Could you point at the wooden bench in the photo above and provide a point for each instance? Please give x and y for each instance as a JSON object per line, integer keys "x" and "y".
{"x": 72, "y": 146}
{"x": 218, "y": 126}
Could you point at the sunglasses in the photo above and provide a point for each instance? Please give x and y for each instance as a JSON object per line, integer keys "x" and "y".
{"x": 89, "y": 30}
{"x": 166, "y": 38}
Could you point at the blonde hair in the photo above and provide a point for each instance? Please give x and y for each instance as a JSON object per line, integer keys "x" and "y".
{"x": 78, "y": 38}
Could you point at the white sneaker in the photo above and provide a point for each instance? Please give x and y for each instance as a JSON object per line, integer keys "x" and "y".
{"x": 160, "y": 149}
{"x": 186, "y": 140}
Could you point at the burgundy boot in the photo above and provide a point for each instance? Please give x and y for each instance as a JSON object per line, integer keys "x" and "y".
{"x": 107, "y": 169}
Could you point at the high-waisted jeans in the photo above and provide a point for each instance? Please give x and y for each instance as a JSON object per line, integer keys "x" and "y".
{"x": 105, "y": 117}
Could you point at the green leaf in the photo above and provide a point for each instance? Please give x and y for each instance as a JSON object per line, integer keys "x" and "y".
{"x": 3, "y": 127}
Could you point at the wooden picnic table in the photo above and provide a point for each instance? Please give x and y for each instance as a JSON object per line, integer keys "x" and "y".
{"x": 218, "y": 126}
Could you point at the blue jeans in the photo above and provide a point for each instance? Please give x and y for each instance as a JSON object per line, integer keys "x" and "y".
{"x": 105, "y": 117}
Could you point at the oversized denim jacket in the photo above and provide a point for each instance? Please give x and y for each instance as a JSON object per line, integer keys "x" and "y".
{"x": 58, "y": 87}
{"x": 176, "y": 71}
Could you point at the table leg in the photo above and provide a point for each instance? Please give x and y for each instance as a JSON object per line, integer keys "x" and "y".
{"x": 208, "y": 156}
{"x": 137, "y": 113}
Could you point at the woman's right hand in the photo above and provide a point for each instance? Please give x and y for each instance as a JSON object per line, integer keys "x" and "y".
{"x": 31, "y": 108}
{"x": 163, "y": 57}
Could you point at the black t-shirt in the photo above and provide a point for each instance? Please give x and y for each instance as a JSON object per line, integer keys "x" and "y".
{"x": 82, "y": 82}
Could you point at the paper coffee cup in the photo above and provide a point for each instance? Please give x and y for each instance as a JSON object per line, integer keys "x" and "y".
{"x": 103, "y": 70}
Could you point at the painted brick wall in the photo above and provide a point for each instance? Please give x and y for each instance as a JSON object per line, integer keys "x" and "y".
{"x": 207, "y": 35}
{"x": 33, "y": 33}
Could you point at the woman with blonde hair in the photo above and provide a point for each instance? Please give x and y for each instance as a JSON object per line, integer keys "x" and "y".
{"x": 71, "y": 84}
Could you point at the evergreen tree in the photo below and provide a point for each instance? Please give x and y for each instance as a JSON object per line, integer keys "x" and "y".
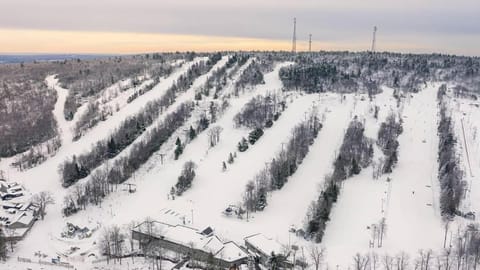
{"x": 3, "y": 245}
{"x": 111, "y": 148}
{"x": 230, "y": 158}
{"x": 255, "y": 135}
{"x": 355, "y": 168}
{"x": 179, "y": 149}
{"x": 192, "y": 133}
{"x": 243, "y": 145}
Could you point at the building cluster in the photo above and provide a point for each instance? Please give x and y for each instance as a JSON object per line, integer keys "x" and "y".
{"x": 205, "y": 247}
{"x": 17, "y": 212}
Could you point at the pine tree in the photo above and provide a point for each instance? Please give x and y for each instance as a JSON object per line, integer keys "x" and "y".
{"x": 230, "y": 158}
{"x": 192, "y": 133}
{"x": 111, "y": 148}
{"x": 355, "y": 168}
{"x": 243, "y": 145}
{"x": 3, "y": 245}
{"x": 178, "y": 149}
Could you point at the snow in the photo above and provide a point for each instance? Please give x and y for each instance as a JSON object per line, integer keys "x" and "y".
{"x": 408, "y": 200}
{"x": 266, "y": 245}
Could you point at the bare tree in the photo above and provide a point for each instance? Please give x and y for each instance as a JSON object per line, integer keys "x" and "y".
{"x": 374, "y": 260}
{"x": 317, "y": 254}
{"x": 43, "y": 199}
{"x": 214, "y": 135}
{"x": 387, "y": 262}
{"x": 361, "y": 261}
{"x": 401, "y": 261}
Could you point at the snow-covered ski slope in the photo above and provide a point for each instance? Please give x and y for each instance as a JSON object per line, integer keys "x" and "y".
{"x": 407, "y": 198}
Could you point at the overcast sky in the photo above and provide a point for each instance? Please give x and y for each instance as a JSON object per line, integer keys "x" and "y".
{"x": 450, "y": 26}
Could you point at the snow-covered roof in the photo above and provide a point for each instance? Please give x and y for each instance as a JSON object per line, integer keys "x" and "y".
{"x": 264, "y": 244}
{"x": 231, "y": 252}
{"x": 191, "y": 237}
{"x": 213, "y": 245}
{"x": 185, "y": 235}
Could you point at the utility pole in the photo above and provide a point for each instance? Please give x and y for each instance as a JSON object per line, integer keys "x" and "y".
{"x": 294, "y": 39}
{"x": 374, "y": 40}
{"x": 310, "y": 43}
{"x": 161, "y": 157}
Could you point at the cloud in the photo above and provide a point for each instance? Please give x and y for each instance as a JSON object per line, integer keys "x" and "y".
{"x": 341, "y": 22}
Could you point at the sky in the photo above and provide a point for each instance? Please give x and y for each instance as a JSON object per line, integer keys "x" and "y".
{"x": 120, "y": 26}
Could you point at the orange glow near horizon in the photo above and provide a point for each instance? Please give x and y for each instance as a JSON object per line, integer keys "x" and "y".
{"x": 19, "y": 41}
{"x": 46, "y": 41}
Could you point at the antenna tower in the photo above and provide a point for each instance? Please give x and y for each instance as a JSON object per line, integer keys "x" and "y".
{"x": 310, "y": 43}
{"x": 374, "y": 40}
{"x": 294, "y": 40}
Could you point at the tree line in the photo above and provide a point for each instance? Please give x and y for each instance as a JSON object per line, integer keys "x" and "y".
{"x": 79, "y": 167}
{"x": 275, "y": 175}
{"x": 356, "y": 152}
{"x": 251, "y": 76}
{"x": 450, "y": 175}
{"x": 261, "y": 111}
{"x": 103, "y": 180}
{"x": 388, "y": 142}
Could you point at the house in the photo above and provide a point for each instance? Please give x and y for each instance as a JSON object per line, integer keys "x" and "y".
{"x": 265, "y": 247}
{"x": 17, "y": 213}
{"x": 203, "y": 246}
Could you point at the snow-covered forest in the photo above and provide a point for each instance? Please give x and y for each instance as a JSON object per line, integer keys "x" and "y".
{"x": 262, "y": 160}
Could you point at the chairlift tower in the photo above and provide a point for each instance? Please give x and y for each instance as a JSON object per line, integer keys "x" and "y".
{"x": 294, "y": 39}
{"x": 310, "y": 43}
{"x": 374, "y": 40}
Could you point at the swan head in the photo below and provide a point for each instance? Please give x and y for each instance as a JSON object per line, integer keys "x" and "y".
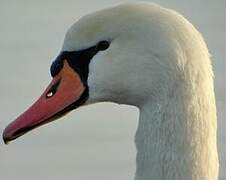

**REQUIREMENT**
Switch every "point at" in the listing above to "locate" and write out the whole listing with nothing else changed. Leave the pictures out.

**TASK SOLUTION**
Could you locate the wooden bench in the photo above and provide a point for each instance? Please give x and y for each instance as a JSON object per line, integer keys "x" and "y".
{"x": 72, "y": 146}
{"x": 218, "y": 126}
Could you locate the sunglasses in the photo above and provide a point for each instance? Please give x and y for each instance as a JSON object per line, integer keys "x" and "y".
{"x": 89, "y": 30}
{"x": 166, "y": 38}
Could you locate the blonde hair in the photo above and provide a point for each instance? Please give x and y for each instance as a JSON object per line, integer keys "x" and "y".
{"x": 78, "y": 38}
Could you locate the white sneaker in the photo above and provide a point for each instance? Please give x and y for each instance as a JSON object per line, integer keys "x" and "y".
{"x": 160, "y": 149}
{"x": 186, "y": 140}
Could you locate the burgundy boot in the photo above and provide a point for each instance? Please give x and y for each instance as a JSON object per line, integer keys "x" and "y".
{"x": 107, "y": 169}
Could you locate the high-waisted jeans in the photo above and provide a point for each instance? Please give x and y for each instance as a JSON object per line, integer keys "x" and "y".
{"x": 105, "y": 117}
Could you locate the green leaf in the photo above and provide a point for each instance? Please give x and y for each instance as a JSON object per line, integer keys "x" and "y".
{"x": 3, "y": 127}
Could you locate the wooden picnic table in the photo above and provide a point for each instance? Please give x and y for each instance as a JSON object per line, integer keys "x" and "y".
{"x": 218, "y": 126}
Could you locate the blue jeans in the photo above and provide a point for each instance? Please give x and y for each instance as a JSON object per line, integer keys "x" and "y".
{"x": 105, "y": 117}
Could you locate the oversized denim jacket in the photo above and provide a point for each instance? Please give x and y for each instance as a JSON object per line, integer keys "x" and "y".
{"x": 58, "y": 87}
{"x": 176, "y": 71}
Could you locate the table leg in the photo above and provide a point for each instance? Please give x and y for each instance as a JSON object per line, integer keys "x" and "y".
{"x": 208, "y": 156}
{"x": 137, "y": 113}
Could you locate the woman's right hand in the photo above and provide a point for each instance? Please give x and y for each instance as a JSON object per line, integer keys "x" and "y".
{"x": 31, "y": 108}
{"x": 163, "y": 57}
Could you locate the black t-shirt in the photo above and provide a point for each instance? Please give x and y for each instance as a JSON object per line, integer keys "x" and "y".
{"x": 82, "y": 82}
Could you locate the paper coffee cup in the photo above and provide a point for each instance? Please give x and y for each instance as a JSON object per line, integer keys "x" and "y".
{"x": 103, "y": 70}
Could you locate the painted brick wall in the photo above and provide a point for each instance? Please give x and y for each instance as a JSON object per line, integer keys "x" and "y".
{"x": 207, "y": 35}
{"x": 33, "y": 33}
Could you locate the woman with blonde hair in the photo above and provide a point for each instance? Please give x and y for each instance as a JSON object per line, integer keys "x" and "y".
{"x": 71, "y": 84}
Could you locate the evergreen tree in the photo below and provide a point for each instance? Please give x and y for each instance as a JSON object per line, integer keys "x" and "y".
{"x": 3, "y": 245}
{"x": 111, "y": 148}
{"x": 230, "y": 158}
{"x": 255, "y": 135}
{"x": 355, "y": 168}
{"x": 179, "y": 149}
{"x": 192, "y": 133}
{"x": 243, "y": 145}
Could you locate the building cluster in the photo above and provide a point for each instance? Please give x and y for each instance as a JSON object per line, integer keys "x" and "y".
{"x": 205, "y": 247}
{"x": 17, "y": 212}
Could you locate the pine tree in the photo above and provide a point for each instance? Please give x and y for each instance as a JSON object per line, integer keys "x" and "y".
{"x": 230, "y": 158}
{"x": 192, "y": 133}
{"x": 111, "y": 148}
{"x": 355, "y": 168}
{"x": 243, "y": 145}
{"x": 3, "y": 245}
{"x": 178, "y": 149}
Could you locate the snow in the photo above and provide a point for each instance? Please give x and y for each instance as a JSON object per line, integer keys "x" and "y".
{"x": 408, "y": 200}
{"x": 266, "y": 245}
Could you locate the bare tree in the photo above and provide a point for each instance? Please give x and y for each instance as a JSON object per line, integer keys "x" and "y".
{"x": 374, "y": 260}
{"x": 317, "y": 254}
{"x": 43, "y": 199}
{"x": 214, "y": 135}
{"x": 387, "y": 262}
{"x": 361, "y": 261}
{"x": 401, "y": 261}
Could you locate the snow-covered ski slope in the photo above and provide a point for each instance? Please give x and y for each instance as a JSON object per line, integer keys "x" and "y".
{"x": 407, "y": 198}
Could you locate the overcast sky in the photo above and provide a point for each instance? Please give x and y for each instance as a JSON object per line, integer keys "x" and "y".
{"x": 450, "y": 26}
Could you locate the snow-covered roof in the photo above and provide a point for each instance? Please give x and y for each instance as a JSON object per line, integer keys "x" and "y".
{"x": 264, "y": 244}
{"x": 231, "y": 252}
{"x": 191, "y": 237}
{"x": 213, "y": 245}
{"x": 185, "y": 235}
Could you locate the utility pole in the photo above and provide a point for each instance? Please give x and y for each instance as a JSON object per line, integer keys "x" and "y".
{"x": 294, "y": 39}
{"x": 374, "y": 40}
{"x": 310, "y": 43}
{"x": 161, "y": 157}
Could you locate the cloud in the photo above and provide a point for each instance? Please give x and y for each instance as a JSON object per line, integer keys "x" and "y".
{"x": 341, "y": 22}
Could you locate the sky in the photo above and provide a point for each instance? Please give x and y for each instance as a JSON object per line, integer keys "x" and "y".
{"x": 120, "y": 26}
Could you locate the orange glow near horizon in the photo above and provide a point for each instance? Please give x and y for each instance as a JSON object per line, integer keys "x" and "y".
{"x": 19, "y": 41}
{"x": 46, "y": 41}
Could you locate the antenna tower in the photo above and provide a point for each instance? Please give x and y for each instance as a JSON object per line, integer keys "x" and "y".
{"x": 310, "y": 43}
{"x": 374, "y": 40}
{"x": 294, "y": 40}
Could you locate the tree line in the photo above and provide a point for each instance? Please give x and y for each instance as a JSON object per line, integer keys "x" and "y".
{"x": 79, "y": 167}
{"x": 275, "y": 175}
{"x": 356, "y": 152}
{"x": 251, "y": 76}
{"x": 450, "y": 175}
{"x": 261, "y": 111}
{"x": 103, "y": 180}
{"x": 388, "y": 142}
Could you locate the house in the photo above and provide a point for each instance? Please give x and y for each instance as a JSON object per line, integer keys "x" and "y".
{"x": 265, "y": 247}
{"x": 17, "y": 213}
{"x": 203, "y": 246}
Could you locate the snow-covered forest in the photo above and provide a point for each instance? Please give x and y for each instance as a JSON object per line, integer keys "x" and "y".
{"x": 262, "y": 160}
Could you locate the chairlift tower in the photo above and provide a point for each instance? Please give x and y for each instance as a JSON object per line, integer keys "x" and "y".
{"x": 294, "y": 39}
{"x": 310, "y": 43}
{"x": 374, "y": 40}
Could you locate the swan head in the photo below and provide a point for each instance? Please give x and y for each instance as a JSON object per line, integer keys "x" and "y".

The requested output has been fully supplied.